Short task 1:
Using the PostgreSQL table-creation question, answer these:
(a) What hint follows the "already exists" error?
(b) Which query did the asker run to check whether the table existed?
(c) What error came back when the asker tried to rename the type with ALTER TYPE?
Short task 2: Carry the PostgreSQL table-creation question forward from its final line.
───── Document extract ─────
Question

I am trying to create a table in my database and it gives me the following error.

ERROR:  type "tbl_last_alert" already exists
HINT:  A relation has an associated type of the same name, so you must use a name that doesn't conflict with any existing type.

Then I thought that the table must exist so I ran the following query:

select * from pg_tables;

But could not find anything. Then I tried:

select * from tbl_last_alert;
ERROR:  relation "tbl_last_alert" does not exist

Any idea how to sort this?

i am tying to rename the type by

ALTER TYPE v4report.tbl_last_alert RENAME TO tbl_last_alert_old;
ERROR:  v4report.tbl_last_alert is a table's row type
HINT:  Use ALTER TABLE instead.

and getting the error.

Was it helpful?
───── Available data ─────
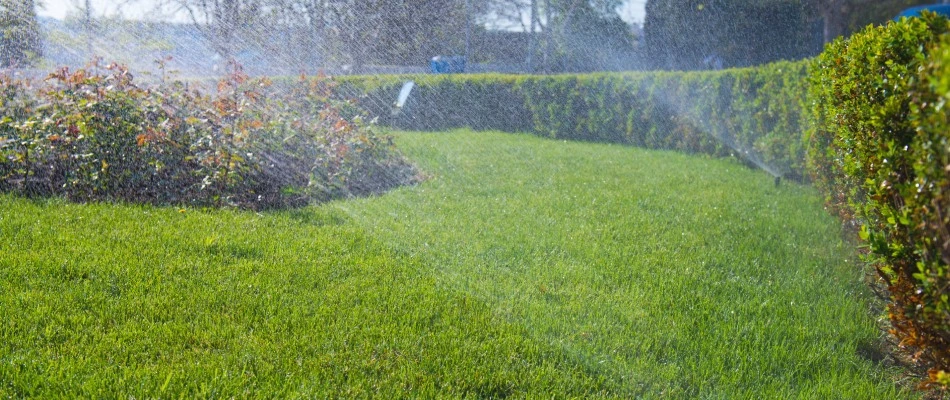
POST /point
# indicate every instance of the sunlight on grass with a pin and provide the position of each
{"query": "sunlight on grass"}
(522, 267)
─────
Output 1:
(a) A relation has an associated type of the same name, so you must use a name that doesn't conflict with any existing type.
(b) select * from pg_tables;
(c) ERROR: v4report.tbl_last_alert is a table's row type, with the hint "Use ALTER TABLE instead."

Output 2:
Solution

Postgres creates a composite (row) type of the same name for every table. That's why the error message mentions "type", not "table". Effectively, a table name cannot conflict with this list from the manual on pg_class:

r = ordinary table, i = index, S = sequence, t = TOAST table, v = view, m = materialized view, c = composite type, f = foreign table, p = partitioned table, I = partitioned index

Bold emphasis mine. Accordingly, you can find any conflicting entry with this query:

SELECT n.nspname AS schemaname, c.relname, c.relkind
FROM   pg_class c
JOIN   pg_namespace n ON n.oid = c.relnamespace
WHERE  relname = 'tbl_last_alert';

This covers all possible competitors, not just types. Note that the same name can exist multiple times in multiple schemas - but not in the same schema.

Cure

If you find a conflicting composite type, you can rename or drop it to make way - if you don't need it!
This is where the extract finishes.